**Required action:** The response should contain every entry, reproduced exactly.

▽

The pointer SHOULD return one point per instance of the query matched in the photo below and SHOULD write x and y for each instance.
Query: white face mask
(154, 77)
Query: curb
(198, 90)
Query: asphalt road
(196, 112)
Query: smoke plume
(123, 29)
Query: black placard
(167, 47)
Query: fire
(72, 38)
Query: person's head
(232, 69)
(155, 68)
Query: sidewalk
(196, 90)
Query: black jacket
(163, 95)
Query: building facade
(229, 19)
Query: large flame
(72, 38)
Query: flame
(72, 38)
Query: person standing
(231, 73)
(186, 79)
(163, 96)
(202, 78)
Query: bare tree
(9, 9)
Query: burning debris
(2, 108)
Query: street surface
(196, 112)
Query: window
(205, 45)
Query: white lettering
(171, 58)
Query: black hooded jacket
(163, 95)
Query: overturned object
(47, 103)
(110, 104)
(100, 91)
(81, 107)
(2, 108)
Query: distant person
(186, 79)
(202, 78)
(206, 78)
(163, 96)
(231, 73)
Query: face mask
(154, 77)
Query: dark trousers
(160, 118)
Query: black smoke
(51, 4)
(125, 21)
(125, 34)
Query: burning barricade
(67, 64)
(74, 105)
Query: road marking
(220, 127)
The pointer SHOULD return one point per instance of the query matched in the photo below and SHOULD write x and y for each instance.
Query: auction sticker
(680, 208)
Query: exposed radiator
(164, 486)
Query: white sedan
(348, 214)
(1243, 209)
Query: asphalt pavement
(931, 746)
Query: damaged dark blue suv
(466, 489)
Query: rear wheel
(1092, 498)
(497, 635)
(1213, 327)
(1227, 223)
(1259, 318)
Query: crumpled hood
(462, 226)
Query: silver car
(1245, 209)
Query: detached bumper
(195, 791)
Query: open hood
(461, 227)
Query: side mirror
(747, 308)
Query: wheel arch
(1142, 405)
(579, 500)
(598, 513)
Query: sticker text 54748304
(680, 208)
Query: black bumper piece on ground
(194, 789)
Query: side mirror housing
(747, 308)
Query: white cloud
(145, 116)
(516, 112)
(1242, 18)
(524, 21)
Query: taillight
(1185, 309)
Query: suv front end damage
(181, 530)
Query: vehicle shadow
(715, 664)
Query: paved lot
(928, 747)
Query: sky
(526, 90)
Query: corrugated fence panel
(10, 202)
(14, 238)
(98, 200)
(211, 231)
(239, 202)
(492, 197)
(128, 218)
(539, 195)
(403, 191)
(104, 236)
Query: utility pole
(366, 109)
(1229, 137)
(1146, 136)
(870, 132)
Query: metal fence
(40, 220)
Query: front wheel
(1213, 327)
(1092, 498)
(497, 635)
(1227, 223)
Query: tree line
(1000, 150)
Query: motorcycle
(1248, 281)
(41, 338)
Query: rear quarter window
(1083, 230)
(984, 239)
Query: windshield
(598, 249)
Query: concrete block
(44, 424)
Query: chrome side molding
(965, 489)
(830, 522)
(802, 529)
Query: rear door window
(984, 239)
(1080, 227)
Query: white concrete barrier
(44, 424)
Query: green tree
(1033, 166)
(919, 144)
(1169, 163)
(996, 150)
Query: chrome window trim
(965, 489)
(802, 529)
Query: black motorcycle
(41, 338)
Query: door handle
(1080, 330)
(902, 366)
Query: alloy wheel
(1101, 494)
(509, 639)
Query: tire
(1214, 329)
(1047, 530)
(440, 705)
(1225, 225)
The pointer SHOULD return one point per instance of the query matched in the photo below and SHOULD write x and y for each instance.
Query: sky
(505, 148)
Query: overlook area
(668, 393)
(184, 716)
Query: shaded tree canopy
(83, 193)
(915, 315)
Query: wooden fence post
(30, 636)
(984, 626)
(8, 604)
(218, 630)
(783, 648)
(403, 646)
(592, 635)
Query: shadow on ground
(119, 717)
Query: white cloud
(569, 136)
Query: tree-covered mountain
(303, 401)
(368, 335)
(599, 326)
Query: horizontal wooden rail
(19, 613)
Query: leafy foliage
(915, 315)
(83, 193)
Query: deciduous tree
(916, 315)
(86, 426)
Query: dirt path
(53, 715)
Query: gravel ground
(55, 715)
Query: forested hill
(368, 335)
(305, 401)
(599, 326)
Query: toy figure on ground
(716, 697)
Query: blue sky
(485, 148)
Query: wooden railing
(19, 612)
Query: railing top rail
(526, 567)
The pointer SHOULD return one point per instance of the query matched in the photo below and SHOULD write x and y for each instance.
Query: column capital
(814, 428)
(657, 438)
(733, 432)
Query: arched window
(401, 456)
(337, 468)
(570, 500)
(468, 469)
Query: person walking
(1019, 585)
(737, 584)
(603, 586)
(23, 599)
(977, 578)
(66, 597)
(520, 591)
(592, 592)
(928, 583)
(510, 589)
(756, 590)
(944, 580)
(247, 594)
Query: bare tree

△

**Reply to the task:**
The pointer SHOULD return one point per instance of the query matched in the photo below and SHOULD write x and y for each instance.
Query: white face mask
(154, 77)
Query: curb
(198, 90)
Query: asphalt road
(196, 112)
Query: smoke plume
(123, 29)
Query: black placard
(167, 47)
Query: fire
(72, 38)
Query: person's head
(232, 69)
(155, 68)
Query: sidewalk
(196, 90)
Query: black jacket
(163, 95)
Query: building facade
(229, 19)
Query: large flame
(72, 38)
Query: flame
(72, 38)
Query: person standing
(231, 73)
(186, 79)
(163, 96)
(202, 78)
Query: bare tree
(9, 9)
Query: burning debris
(2, 108)
Query: street surface
(196, 112)
Query: window
(205, 45)
Query: white lettering
(171, 58)
Query: black hooded jacket
(163, 95)
Query: overturned object
(47, 103)
(110, 104)
(100, 91)
(81, 107)
(2, 108)
Query: distant person
(186, 79)
(202, 78)
(206, 78)
(163, 96)
(231, 73)
Query: face mask
(154, 77)
Query: dark trousers
(160, 118)
Query: black smoke
(51, 4)
(125, 21)
(125, 34)
Query: burning barricade
(67, 64)
(74, 105)
Query: road marking
(220, 127)
The pointer SHOULD return one point per instance of the query matched in the photo below and SHOULD write x and y for each instance.
Query: auction sticker
(680, 208)
Query: exposed radiator
(164, 486)
Query: white sedan
(348, 214)
(1243, 209)
Query: asphalt pavement
(931, 746)
Query: damaged dark blue suv
(466, 489)
Query: rear wheel
(1092, 498)
(497, 635)
(1213, 327)
(1227, 223)
(1259, 318)
Query: crumpled hood
(462, 226)
Query: silver car
(1245, 209)
Query: detached bumper
(195, 791)
Query: open hood
(461, 227)
Query: side mirror
(747, 308)
Query: wheel arch
(1142, 405)
(579, 500)
(598, 513)
Query: sticker text 54748304
(680, 208)
Query: black bumper piece on ground
(194, 789)
Query: side mirror housing
(747, 308)
Query: white cloud
(145, 116)
(516, 112)
(1242, 18)
(524, 21)
Query: taillight
(1185, 309)
Query: suv front end damage
(181, 530)
Query: vehicle shadow
(715, 664)
Query: paved lot
(928, 747)
Query: sky
(526, 90)
Query: corrugated fence panel
(10, 202)
(14, 238)
(98, 200)
(211, 231)
(239, 202)
(492, 197)
(128, 218)
(539, 195)
(403, 191)
(104, 236)
Query: utility pole
(366, 109)
(1229, 137)
(1146, 136)
(870, 132)
Query: metal fence
(40, 220)
Query: front wheel
(1213, 327)
(1092, 498)
(497, 635)
(1227, 223)
Query: tree line
(1000, 150)
Query: motorcycle
(1248, 281)
(41, 338)
Query: rear quarter window
(1083, 230)
(984, 239)
Query: windshield
(598, 249)
Query: concrete block
(44, 424)
Query: chrome side molding
(965, 489)
(830, 522)
(802, 529)
Query: rear door window
(984, 239)
(1080, 227)
Query: white concrete barrier
(44, 424)
Query: green tree
(1033, 166)
(919, 144)
(1169, 163)
(996, 150)
Query: chrome window trim
(965, 489)
(802, 529)
Query: black motorcycle
(41, 338)
Query: door handle
(1080, 330)
(902, 366)
Query: alloy wheel
(1101, 494)
(509, 639)
Query: tire
(1214, 329)
(1047, 530)
(440, 705)
(1225, 225)
The pointer SHOULD return one point per instance of the query matched in the photo below and SHOULD write x and y for each instance.
Query: sky
(505, 148)
Query: overlook area
(668, 393)
(184, 716)
Query: shaded tree canopy
(83, 193)
(915, 315)
Query: wooden fence post
(30, 636)
(984, 626)
(8, 604)
(218, 630)
(783, 648)
(403, 646)
(592, 635)
Query: shadow on ground
(119, 717)
Query: white cloud
(569, 136)
Query: tree-covered mountain
(303, 401)
(368, 335)
(599, 326)
Query: horizontal wooden rail
(19, 613)
Query: leafy foliage
(915, 315)
(83, 193)
Query: deciduous tree
(916, 315)
(86, 426)
Query: dirt path
(53, 715)
Query: gravel ground
(55, 715)
Query: forested hill
(368, 335)
(305, 401)
(599, 326)
Query: toy figure on ground
(716, 697)
Query: blue sky
(485, 148)
Query: wooden railing
(19, 612)
Query: railing top rail
(526, 567)
The pointer SHOULD return one point per instance of the query matched in the photo below and SHOULD write x and y for each instance.
Query: column capital
(814, 428)
(657, 438)
(733, 432)
Query: arched window
(401, 456)
(337, 468)
(570, 500)
(468, 469)
Query: person walking
(1019, 585)
(737, 584)
(603, 586)
(23, 599)
(977, 578)
(66, 597)
(520, 591)
(592, 592)
(928, 583)
(510, 589)
(756, 590)
(944, 580)
(247, 594)
Query: bare tree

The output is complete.